Speech for CBAA Conference
12.00–12.10pm, Friday 22 October 2010
Theme – Let’s Take Charge of Our Future
Title – Good business practice in community broadcasting
Speaker – Olya Booyar, General Manager; Content, Consumer and Citizen Division, ACMA
Duration – 10 minutes
Good afternoon, ladies and gentlemen, it is good to be here with you and to learn more about the issues that concern you at this, my first, CBAA conference as the General Manager of the Content, Consumer and Citizen Division at the ACMA. Before the ACMA, I was Deputy Director of the Classification Board, and prior to that, I was in various roles at the SBS, including as Station Manager of SBS Radio. I am also the President of the International Association of Women in Radio and Television.
Community broadcasting services
I think it is always valuable to remind ourselves of the size of the community broadcasting sector. It is worthwhile to note that as at 30 September 2010, there were 456 community radio broadcasting licences (356 long-term and 100 temporary). This compares with 273 commercial radio broadcasting licences on the same date. Also, there are more than 20,000 volunteers and some 1,000 staff working in community radio stations. These numbers paint a picture of how broad and significant the sector is and why we take it so seriously.
Community broadcasting services, like other broadcasting services, are operating in a dynamic environment. Both radio and television services are moving to transmitting in digital mode. This brings challenges to the community broadcasting, with its heavy reliance on volunteers, one of your hallmarks.
While not a hallmark, your ability to cover local issues is certainly one of your strong suits. As the Honourable Dr Mike Kelly AM, Parliamentary Secretary for Agriculture, Fisheries and Forestry, said on Q and A on Monday 18 October:
[...] some of the reports on BR projects in my specific electorate were just totally unbalanced and inaccurate. There was no question about that. When you drill down and look at each one of those projects, I was a bit dismayed about that, but I think the reassuring thing is that we are seeing a democratisation of media now. [...] We now have community radio stations that are gaining a lot more influence. For example, in Tumut, the local community radio station there, Sounds of the Mountains, has by far the overwhelming majority of the listening audience. So I think it is a good thing to have diversity in media reporting and competing sources of information to balance your access to what's being told to you.
__________________________________________________
TASKS AND EXERCISES.
**1)** Answer these questions about the conference speech:
(a) How many community radio broadcasting licences were there as at 30 September 2010?
(b) What mode are radio and television services moving to for transmission?
(c) Which community radio station in Tumut has the overwhelming majority of the listening audience?
**2)** Revise the conference speech's passage starting at "Community broadcasting services, like" and ending at "of your hallmarks.", changing "dynamic environment" to "changing environment". Write out the revised passage.
__________________________________________________
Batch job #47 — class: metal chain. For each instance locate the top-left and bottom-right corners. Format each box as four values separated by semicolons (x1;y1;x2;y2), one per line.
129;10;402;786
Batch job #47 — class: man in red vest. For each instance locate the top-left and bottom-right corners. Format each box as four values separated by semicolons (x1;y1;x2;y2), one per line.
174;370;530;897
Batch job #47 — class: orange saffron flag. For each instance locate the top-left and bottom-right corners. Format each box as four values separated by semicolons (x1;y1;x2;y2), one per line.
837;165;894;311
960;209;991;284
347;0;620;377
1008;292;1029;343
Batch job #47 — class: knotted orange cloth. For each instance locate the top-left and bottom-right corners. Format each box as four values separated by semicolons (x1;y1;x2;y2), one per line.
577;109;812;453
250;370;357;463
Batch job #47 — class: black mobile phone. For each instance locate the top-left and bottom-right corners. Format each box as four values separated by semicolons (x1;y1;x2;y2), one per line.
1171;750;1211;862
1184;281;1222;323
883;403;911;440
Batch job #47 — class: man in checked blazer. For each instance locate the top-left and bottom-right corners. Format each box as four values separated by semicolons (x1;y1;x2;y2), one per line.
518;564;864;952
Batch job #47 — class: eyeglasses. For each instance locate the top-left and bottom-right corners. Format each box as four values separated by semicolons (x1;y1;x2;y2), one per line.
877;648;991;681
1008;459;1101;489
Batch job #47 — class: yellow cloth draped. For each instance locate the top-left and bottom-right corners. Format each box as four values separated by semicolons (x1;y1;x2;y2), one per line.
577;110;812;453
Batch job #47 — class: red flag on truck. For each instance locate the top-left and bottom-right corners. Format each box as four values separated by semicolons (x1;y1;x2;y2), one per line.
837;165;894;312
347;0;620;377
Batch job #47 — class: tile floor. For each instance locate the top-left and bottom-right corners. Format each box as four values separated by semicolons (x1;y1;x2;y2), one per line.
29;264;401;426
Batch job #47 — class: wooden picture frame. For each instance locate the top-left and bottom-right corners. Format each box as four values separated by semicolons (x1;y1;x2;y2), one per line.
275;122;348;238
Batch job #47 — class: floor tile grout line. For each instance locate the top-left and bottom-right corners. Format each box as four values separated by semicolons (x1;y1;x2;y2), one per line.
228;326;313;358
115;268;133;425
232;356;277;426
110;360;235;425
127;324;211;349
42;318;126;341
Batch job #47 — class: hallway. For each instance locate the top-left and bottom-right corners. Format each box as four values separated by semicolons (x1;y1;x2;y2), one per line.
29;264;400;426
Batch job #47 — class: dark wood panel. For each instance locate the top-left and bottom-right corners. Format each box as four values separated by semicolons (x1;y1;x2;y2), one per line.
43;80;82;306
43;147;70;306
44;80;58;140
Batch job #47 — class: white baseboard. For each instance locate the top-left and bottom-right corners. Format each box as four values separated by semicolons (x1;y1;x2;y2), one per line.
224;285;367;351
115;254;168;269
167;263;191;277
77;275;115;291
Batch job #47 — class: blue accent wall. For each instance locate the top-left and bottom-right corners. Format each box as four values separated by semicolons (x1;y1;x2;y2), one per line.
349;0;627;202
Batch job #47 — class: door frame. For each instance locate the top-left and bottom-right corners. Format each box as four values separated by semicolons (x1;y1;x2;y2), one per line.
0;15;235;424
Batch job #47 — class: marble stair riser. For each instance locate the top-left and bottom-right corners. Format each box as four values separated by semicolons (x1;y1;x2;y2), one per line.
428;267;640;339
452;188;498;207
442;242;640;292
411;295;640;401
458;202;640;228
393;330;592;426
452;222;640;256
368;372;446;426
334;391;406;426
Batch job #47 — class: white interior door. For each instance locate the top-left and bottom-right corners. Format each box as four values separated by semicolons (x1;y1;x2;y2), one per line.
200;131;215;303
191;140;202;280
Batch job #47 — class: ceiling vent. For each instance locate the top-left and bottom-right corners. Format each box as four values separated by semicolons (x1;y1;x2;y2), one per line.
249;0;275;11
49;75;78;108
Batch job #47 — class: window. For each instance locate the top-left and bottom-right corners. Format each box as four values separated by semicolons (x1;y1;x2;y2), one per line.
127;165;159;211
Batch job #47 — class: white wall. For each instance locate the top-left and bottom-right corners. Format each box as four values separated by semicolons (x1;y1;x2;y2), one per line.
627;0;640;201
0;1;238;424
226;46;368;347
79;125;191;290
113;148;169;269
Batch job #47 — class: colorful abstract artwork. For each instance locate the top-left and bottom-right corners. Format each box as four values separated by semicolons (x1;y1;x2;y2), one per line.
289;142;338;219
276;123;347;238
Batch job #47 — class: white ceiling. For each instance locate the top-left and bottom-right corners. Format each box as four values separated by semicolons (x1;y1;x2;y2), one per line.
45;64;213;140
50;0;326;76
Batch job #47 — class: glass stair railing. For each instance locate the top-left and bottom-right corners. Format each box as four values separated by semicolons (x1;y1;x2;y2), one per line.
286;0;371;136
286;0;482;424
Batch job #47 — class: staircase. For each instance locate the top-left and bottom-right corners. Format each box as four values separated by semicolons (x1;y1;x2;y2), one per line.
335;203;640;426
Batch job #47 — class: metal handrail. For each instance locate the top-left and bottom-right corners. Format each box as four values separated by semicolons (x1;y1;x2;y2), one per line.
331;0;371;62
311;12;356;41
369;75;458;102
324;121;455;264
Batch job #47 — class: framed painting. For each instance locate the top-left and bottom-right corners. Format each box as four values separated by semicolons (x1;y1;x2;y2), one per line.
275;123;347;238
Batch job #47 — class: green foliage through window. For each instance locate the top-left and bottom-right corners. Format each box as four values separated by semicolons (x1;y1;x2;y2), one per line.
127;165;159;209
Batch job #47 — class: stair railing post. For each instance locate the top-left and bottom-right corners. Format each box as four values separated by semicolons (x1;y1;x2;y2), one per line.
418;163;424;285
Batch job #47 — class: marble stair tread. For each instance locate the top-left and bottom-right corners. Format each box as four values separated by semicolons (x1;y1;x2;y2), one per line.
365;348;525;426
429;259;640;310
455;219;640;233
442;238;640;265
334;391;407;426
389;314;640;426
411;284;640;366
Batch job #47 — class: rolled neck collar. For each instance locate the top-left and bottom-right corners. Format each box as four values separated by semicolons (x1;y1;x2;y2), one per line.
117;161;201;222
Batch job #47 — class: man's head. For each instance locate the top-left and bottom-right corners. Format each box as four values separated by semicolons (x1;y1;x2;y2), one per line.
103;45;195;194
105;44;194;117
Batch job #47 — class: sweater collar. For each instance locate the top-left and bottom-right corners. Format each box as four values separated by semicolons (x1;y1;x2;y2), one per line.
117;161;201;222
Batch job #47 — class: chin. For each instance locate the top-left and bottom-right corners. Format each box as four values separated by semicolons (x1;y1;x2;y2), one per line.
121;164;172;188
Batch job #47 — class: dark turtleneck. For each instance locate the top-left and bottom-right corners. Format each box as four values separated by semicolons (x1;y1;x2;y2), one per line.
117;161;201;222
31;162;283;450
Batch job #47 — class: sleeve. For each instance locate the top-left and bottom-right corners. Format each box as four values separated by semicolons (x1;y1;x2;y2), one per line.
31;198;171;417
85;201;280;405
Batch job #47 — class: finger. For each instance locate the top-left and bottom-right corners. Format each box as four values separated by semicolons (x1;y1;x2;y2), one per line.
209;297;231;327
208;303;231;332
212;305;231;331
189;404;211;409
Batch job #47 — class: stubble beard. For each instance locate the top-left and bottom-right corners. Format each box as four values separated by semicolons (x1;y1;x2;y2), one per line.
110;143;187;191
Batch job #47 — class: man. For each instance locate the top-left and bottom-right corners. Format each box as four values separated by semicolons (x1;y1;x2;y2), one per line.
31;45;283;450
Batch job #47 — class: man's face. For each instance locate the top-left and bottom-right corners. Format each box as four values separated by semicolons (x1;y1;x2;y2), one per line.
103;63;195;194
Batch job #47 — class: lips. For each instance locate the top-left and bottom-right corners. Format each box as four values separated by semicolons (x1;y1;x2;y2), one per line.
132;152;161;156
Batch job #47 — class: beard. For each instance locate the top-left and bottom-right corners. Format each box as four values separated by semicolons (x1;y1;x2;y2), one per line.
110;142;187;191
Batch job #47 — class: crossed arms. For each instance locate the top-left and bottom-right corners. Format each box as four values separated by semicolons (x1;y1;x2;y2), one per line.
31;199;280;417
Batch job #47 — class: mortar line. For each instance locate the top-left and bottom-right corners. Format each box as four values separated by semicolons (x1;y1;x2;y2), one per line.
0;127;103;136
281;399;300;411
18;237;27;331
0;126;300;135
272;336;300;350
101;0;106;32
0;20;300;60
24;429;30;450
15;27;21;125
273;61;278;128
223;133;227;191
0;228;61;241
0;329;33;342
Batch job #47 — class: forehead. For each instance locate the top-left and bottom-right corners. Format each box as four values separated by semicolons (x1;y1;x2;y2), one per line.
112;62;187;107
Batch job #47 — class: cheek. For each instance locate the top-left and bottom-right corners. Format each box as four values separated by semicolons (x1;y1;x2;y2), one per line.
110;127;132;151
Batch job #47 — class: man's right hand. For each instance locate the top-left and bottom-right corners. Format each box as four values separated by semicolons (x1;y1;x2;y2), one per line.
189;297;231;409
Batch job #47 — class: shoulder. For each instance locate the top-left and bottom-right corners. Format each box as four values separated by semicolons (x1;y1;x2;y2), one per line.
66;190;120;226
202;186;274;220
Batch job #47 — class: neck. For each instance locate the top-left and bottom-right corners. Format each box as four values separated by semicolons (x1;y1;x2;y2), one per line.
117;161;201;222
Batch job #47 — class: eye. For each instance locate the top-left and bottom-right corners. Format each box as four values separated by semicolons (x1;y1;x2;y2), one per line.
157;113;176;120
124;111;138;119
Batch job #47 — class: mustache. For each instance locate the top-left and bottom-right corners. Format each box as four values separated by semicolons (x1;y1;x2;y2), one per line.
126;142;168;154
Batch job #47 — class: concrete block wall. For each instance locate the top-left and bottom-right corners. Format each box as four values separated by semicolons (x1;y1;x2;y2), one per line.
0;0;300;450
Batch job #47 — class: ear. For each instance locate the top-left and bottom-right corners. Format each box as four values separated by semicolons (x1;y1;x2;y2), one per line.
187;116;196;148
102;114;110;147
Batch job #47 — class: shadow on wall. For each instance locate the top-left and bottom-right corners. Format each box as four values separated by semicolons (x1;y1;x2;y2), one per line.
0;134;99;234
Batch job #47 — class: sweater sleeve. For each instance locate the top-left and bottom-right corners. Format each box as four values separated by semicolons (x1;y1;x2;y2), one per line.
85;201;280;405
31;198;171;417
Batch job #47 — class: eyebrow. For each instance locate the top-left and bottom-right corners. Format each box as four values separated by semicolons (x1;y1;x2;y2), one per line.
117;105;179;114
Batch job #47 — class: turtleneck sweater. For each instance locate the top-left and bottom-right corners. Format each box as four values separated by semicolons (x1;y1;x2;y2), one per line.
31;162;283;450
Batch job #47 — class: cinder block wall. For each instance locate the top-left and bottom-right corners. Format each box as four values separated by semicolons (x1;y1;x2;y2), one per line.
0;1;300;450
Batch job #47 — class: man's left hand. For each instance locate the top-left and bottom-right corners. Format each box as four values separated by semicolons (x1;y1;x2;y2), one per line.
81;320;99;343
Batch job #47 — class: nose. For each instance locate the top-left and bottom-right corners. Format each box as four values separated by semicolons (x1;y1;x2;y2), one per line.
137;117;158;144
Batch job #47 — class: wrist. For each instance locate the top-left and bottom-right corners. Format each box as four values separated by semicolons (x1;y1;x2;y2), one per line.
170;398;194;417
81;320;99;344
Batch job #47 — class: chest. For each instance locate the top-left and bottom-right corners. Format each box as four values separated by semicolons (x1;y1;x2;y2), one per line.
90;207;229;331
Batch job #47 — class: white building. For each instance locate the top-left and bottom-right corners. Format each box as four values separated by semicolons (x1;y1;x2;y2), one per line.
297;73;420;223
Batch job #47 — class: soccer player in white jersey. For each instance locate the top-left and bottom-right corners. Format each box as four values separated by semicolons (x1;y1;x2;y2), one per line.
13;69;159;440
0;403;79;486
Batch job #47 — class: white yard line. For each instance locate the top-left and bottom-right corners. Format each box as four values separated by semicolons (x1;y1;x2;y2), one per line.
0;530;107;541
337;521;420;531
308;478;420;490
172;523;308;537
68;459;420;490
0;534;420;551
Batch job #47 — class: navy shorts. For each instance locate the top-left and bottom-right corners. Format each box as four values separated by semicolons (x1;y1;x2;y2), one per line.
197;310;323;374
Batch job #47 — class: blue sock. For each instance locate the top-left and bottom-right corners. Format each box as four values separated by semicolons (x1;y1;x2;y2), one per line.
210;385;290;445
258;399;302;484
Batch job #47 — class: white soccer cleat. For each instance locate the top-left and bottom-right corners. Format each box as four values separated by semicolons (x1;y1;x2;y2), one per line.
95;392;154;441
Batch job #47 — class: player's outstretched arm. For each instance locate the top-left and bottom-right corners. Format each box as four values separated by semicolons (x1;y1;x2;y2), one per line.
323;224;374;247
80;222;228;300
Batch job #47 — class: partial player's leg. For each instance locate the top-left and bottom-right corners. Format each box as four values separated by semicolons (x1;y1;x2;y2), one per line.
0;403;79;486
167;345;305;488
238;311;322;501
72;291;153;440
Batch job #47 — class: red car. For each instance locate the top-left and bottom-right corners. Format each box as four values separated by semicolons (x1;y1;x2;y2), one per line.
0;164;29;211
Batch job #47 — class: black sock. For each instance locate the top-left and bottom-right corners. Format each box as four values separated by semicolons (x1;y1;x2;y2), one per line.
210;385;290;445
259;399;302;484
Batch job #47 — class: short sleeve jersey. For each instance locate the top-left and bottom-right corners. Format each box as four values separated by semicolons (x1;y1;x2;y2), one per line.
__________________________________________________
EXPECTED RESPONSES.
**1)**
(a) 456 (356 long-term and 100 temporary)
(b) Digital mode
(c) Sounds of the Mountains

**2)**
Community broadcasting services, like other broadcasting services, are operating in a changing environment. Both radio and television services are moving to transmitting in digital mode. This brings challenges to the community broadcasting, with its heavy reliance on volunteers, one of your hallmarks.